• Stored data entries:
========================================================================

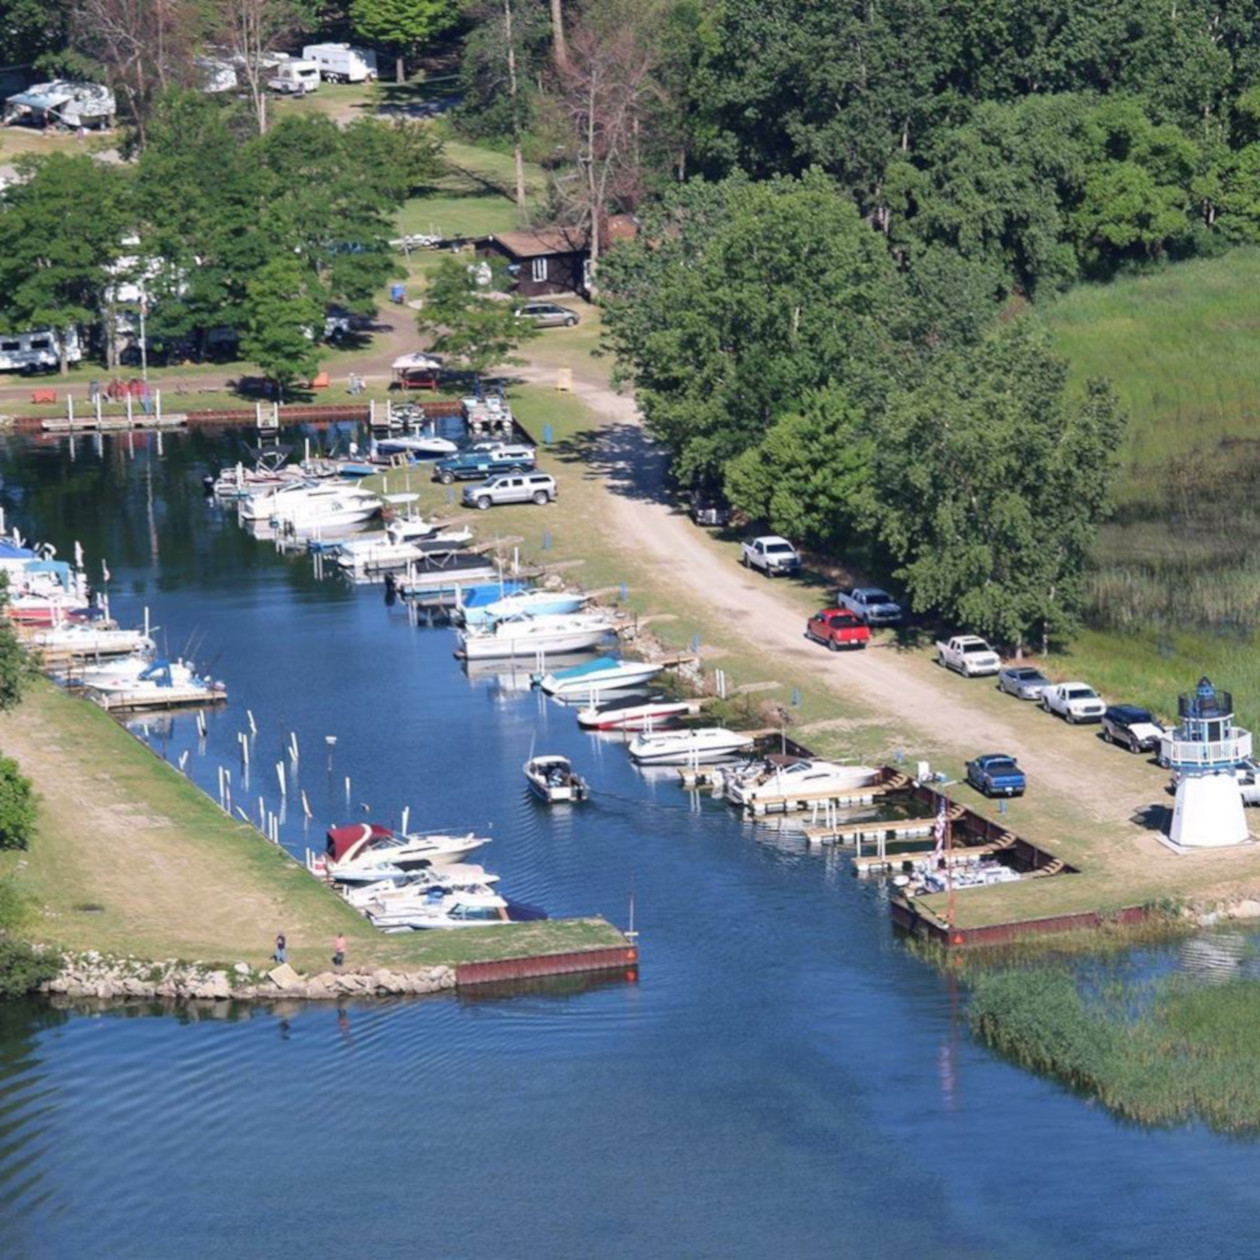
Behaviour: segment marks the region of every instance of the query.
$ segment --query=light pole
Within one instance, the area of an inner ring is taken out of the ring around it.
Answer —
[[[140,379],[149,383],[149,343],[144,335],[144,317],[149,311],[149,299],[143,286],[140,289]]]

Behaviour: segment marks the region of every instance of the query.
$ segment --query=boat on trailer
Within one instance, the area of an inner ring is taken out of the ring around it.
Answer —
[[[579,652],[598,647],[612,633],[613,625],[606,617],[591,613],[563,617],[514,613],[491,626],[465,629],[459,636],[459,655],[470,661],[485,661]]]
[[[431,867],[462,862],[490,841],[476,836],[435,832],[406,834],[376,823],[353,823],[329,829],[323,853],[307,851],[307,869],[339,884],[370,884]]]
[[[650,661],[624,661],[599,656],[593,661],[541,675],[538,685],[549,696],[562,700],[592,700],[600,692],[625,691],[656,677],[663,666]]]
[[[544,805],[571,805],[586,800],[590,785],[573,771],[573,763],[559,753],[540,753],[524,766],[530,792]]]
[[[843,765],[820,757],[774,754],[740,774],[728,774],[723,783],[727,800],[736,805],[756,805],[767,799],[802,799],[844,796],[879,782],[874,766]]]

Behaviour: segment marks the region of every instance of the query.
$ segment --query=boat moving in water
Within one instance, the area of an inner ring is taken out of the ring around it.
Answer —
[[[666,696],[632,694],[601,702],[595,695],[585,709],[578,710],[577,720],[584,731],[650,731],[671,726],[691,711],[690,701]]]
[[[754,763],[739,774],[725,777],[723,791],[737,805],[755,805],[775,797],[822,799],[843,796],[879,782],[874,766],[846,766],[817,757],[790,757],[778,754]]]
[[[597,647],[613,633],[606,617],[574,613],[531,617],[513,613],[488,626],[470,626],[459,636],[457,655],[470,661],[537,657],[551,652],[579,652]]]
[[[623,661],[600,656],[593,661],[558,669],[541,676],[538,684],[549,696],[562,700],[589,700],[604,691],[638,687],[661,672],[662,666],[649,661]]]
[[[574,774],[568,757],[559,753],[540,753],[531,757],[524,770],[530,792],[545,805],[572,804],[586,800],[591,794],[586,780]]]

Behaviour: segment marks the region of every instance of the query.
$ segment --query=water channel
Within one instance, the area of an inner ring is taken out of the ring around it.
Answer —
[[[0,1006],[4,1256],[1252,1253],[1254,1145],[1121,1124],[995,1059],[843,855],[636,773],[571,711],[470,680],[449,630],[249,537],[202,494],[235,442],[0,459],[12,521],[107,558],[119,620],[148,605],[228,682],[204,740],[182,715],[155,746],[214,790],[248,707],[269,810],[299,739],[315,820],[290,785],[294,852],[410,807],[489,828],[504,889],[553,915],[624,924],[633,888],[641,977],[213,1016]],[[526,798],[531,745],[574,759],[588,807]]]

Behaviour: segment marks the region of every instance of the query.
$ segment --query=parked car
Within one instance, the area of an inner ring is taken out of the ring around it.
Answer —
[[[985,796],[1023,796],[1028,786],[1014,757],[986,753],[967,762],[967,782]]]
[[[711,529],[723,529],[731,523],[731,509],[721,499],[709,495],[692,496],[690,516],[697,525]]]
[[[956,670],[964,678],[996,674],[1002,658],[978,635],[956,634],[936,641],[936,659],[946,669]]]
[[[998,690],[1017,700],[1040,700],[1050,679],[1031,665],[1008,665],[998,674]]]
[[[493,473],[528,472],[537,457],[532,446],[496,442],[439,459],[433,465],[433,479],[449,486],[453,481],[480,480]]]
[[[1102,737],[1109,744],[1123,744],[1132,753],[1152,752],[1167,731],[1149,709],[1136,704],[1112,704],[1102,715]]]
[[[526,302],[516,314],[520,319],[532,319],[539,328],[572,328],[580,318],[577,311],[558,302]]]
[[[465,507],[498,507],[504,503],[553,503],[556,479],[550,473],[502,473],[477,486],[465,486],[462,501]]]
[[[1093,687],[1083,682],[1056,683],[1041,693],[1041,707],[1067,722],[1101,722],[1107,706]]]
[[[864,648],[871,641],[871,629],[847,608],[824,608],[805,623],[805,637],[839,652]]]
[[[868,626],[895,626],[903,616],[901,605],[878,586],[851,586],[837,591],[836,603],[861,617]]]
[[[796,573],[801,567],[796,548],[777,534],[766,534],[744,543],[739,549],[739,562],[745,569],[760,569],[766,577]]]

========================================================================

Restate it all word for word: every record, no pictures.

Behaviour: segment marks the region of every instance of the query.
$ segment --query=light pole
Within one instance, the area of an inner ring is taken out of the ring around it.
Answer —
[[[140,379],[149,383],[149,343],[144,335],[144,317],[149,311],[149,299],[143,286],[140,289]]]

Behaviour: segment marks the region of every instance of the query.
$ segment --query=boat on trailer
Within one instance, the area of an inner ring is taken out of the ring around it.
Answer —
[[[579,652],[598,647],[612,633],[613,625],[606,617],[591,613],[563,617],[514,613],[491,626],[465,629],[459,636],[459,655],[470,661],[485,661]]]
[[[431,867],[462,862],[490,841],[476,836],[435,832],[406,834],[376,823],[353,823],[329,829],[323,853],[307,851],[307,869],[339,884],[370,884]]]
[[[650,661],[624,661],[599,656],[593,661],[541,675],[538,685],[549,696],[562,700],[592,700],[600,692],[625,691],[656,677],[663,666]]]
[[[544,805],[571,805],[586,800],[590,785],[573,771],[573,763],[559,753],[540,753],[524,766],[530,792]]]
[[[843,765],[820,757],[774,754],[740,774],[728,774],[723,783],[727,800],[736,805],[756,805],[767,799],[802,799],[844,796],[879,782],[874,766]]]

Behaviour: segment marks the region of every instance of the query.
$ segment --query=boat moving in water
Within one instance, the area of an inner ring is taken out of the ring around it.
Answer —
[[[666,696],[632,694],[601,702],[595,695],[585,709],[578,710],[577,720],[584,731],[650,731],[671,726],[691,711],[690,701]]]
[[[754,763],[739,774],[725,777],[723,791],[737,805],[755,805],[775,797],[822,799],[843,796],[879,782],[874,766],[846,766],[817,757],[790,757],[778,754]]]
[[[597,647],[613,633],[606,617],[574,613],[531,617],[513,613],[488,626],[470,626],[459,636],[457,655],[470,661],[537,657],[551,652],[579,652]]]
[[[623,661],[600,656],[593,661],[558,669],[541,676],[538,684],[549,696],[562,700],[589,700],[604,691],[638,687],[661,672],[662,666],[649,661]]]
[[[574,774],[568,757],[559,753],[540,753],[531,757],[524,770],[530,792],[545,805],[572,804],[586,800],[591,794],[586,780]]]

Behaviour: segment marks the region of every instance of the query.
$ segment --query=water channel
Within one instance, the area of an inner ring is taken out of the ring around it.
Answer —
[[[0,1006],[4,1256],[1252,1253],[1254,1145],[1121,1124],[995,1059],[843,855],[636,773],[571,711],[470,680],[449,630],[249,537],[202,494],[235,442],[0,459],[12,521],[107,558],[119,620],[148,605],[228,682],[204,740],[182,715],[155,746],[214,790],[248,707],[269,810],[299,739],[315,820],[290,785],[294,852],[410,807],[489,828],[504,889],[553,915],[624,924],[633,888],[641,977],[213,1016]],[[526,798],[531,745],[574,759],[588,807]]]

Behaviour: segment marks the region of every instance of the query.
$ segment --query=parked car
Within one instance, the area of an inner ring is taken out of the ring around it.
Answer —
[[[985,796],[1023,796],[1028,786],[1014,757],[986,753],[967,762],[967,782]]]
[[[711,529],[723,529],[731,523],[731,509],[721,499],[709,495],[692,496],[690,516],[697,525]]]
[[[956,670],[964,678],[996,674],[1002,658],[978,635],[956,634],[936,641],[936,659],[946,669]]]
[[[998,690],[1017,700],[1040,700],[1050,679],[1031,665],[1008,665],[998,674]]]
[[[493,473],[528,472],[537,457],[532,446],[496,442],[439,459],[433,465],[433,479],[449,486],[453,481],[480,480]]]
[[[1102,737],[1109,744],[1123,744],[1132,753],[1152,752],[1167,731],[1149,709],[1136,704],[1112,704],[1102,715]]]
[[[526,302],[516,314],[520,319],[532,319],[539,328],[572,328],[580,318],[577,311],[558,302]]]
[[[465,507],[498,507],[504,503],[553,503],[556,479],[550,473],[502,473],[477,486],[465,486],[462,501]]]
[[[1093,687],[1083,682],[1056,683],[1041,693],[1041,707],[1067,722],[1101,722],[1107,706]]]
[[[864,648],[871,641],[871,629],[847,608],[824,608],[805,623],[805,637],[839,652]]]
[[[868,626],[895,626],[903,616],[901,605],[878,586],[851,586],[837,591],[836,603],[861,617]]]
[[[796,573],[801,567],[796,548],[777,534],[766,534],[744,543],[739,549],[739,562],[745,569],[760,569],[766,577]]]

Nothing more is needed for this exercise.